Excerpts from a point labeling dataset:

──────────

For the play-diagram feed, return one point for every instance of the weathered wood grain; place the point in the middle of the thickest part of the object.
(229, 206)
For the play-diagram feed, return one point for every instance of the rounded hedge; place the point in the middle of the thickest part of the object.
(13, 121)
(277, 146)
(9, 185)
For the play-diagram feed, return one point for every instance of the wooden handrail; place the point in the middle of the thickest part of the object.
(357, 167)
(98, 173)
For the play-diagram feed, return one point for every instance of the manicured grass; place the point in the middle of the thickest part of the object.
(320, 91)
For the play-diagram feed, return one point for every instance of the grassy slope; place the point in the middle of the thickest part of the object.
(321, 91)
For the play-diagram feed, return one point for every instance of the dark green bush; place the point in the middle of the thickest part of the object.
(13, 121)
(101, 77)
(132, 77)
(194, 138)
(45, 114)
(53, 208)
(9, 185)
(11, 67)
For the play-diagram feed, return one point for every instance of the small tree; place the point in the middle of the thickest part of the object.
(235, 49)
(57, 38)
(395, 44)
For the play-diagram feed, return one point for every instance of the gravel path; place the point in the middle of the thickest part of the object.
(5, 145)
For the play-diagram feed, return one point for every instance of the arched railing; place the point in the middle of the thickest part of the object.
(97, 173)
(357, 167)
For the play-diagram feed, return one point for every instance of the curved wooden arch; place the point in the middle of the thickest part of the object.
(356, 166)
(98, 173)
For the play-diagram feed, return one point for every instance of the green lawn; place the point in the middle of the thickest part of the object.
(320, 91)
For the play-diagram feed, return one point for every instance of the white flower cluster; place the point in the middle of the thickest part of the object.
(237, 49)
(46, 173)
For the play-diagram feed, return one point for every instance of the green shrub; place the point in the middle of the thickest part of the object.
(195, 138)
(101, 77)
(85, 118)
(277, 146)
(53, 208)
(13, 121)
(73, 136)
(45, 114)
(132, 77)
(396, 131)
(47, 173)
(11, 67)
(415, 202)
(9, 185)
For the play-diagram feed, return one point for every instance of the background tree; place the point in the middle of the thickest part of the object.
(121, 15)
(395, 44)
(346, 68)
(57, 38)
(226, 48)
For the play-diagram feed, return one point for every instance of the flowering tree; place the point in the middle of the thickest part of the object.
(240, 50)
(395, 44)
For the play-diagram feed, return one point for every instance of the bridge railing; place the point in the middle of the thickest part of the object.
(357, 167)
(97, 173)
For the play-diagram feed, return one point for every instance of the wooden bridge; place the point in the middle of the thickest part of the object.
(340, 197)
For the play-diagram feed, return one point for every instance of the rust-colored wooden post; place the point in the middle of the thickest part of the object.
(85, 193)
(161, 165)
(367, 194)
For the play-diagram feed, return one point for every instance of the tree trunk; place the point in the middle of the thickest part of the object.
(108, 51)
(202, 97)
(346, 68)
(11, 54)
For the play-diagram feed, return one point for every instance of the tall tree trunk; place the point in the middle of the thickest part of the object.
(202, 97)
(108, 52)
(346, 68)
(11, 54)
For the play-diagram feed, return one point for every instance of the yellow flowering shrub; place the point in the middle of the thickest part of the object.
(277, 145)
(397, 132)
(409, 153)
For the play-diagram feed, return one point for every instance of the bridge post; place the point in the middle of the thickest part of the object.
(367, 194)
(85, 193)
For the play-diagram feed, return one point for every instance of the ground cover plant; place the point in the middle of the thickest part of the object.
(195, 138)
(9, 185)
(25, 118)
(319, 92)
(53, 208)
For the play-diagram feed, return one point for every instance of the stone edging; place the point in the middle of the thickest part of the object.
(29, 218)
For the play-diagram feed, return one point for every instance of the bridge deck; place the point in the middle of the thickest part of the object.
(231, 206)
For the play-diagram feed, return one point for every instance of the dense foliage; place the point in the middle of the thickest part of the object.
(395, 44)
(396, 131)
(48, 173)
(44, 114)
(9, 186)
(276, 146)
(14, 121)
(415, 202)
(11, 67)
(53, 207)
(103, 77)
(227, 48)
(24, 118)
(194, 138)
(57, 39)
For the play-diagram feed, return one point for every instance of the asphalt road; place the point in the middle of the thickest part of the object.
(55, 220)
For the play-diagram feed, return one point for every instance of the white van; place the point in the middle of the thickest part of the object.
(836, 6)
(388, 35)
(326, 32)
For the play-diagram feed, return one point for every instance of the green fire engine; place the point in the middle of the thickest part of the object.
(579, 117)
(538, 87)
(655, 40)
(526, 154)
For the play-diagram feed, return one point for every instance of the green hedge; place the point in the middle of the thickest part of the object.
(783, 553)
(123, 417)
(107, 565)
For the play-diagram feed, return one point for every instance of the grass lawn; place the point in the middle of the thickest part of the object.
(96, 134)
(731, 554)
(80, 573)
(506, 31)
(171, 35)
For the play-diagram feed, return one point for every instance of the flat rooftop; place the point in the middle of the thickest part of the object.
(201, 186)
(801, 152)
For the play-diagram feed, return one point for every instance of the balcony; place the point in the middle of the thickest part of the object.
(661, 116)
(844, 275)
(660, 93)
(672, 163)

──────────

The task. Copy out the lines above word for word, starting at the line containing "of the balcony;" and continuing through the final line.

Exercise answer.
For the play-diagram feed, return one point for every instance of the balcony; place the point in the middle of the thickest part of the object.
(661, 116)
(844, 275)
(660, 93)
(672, 163)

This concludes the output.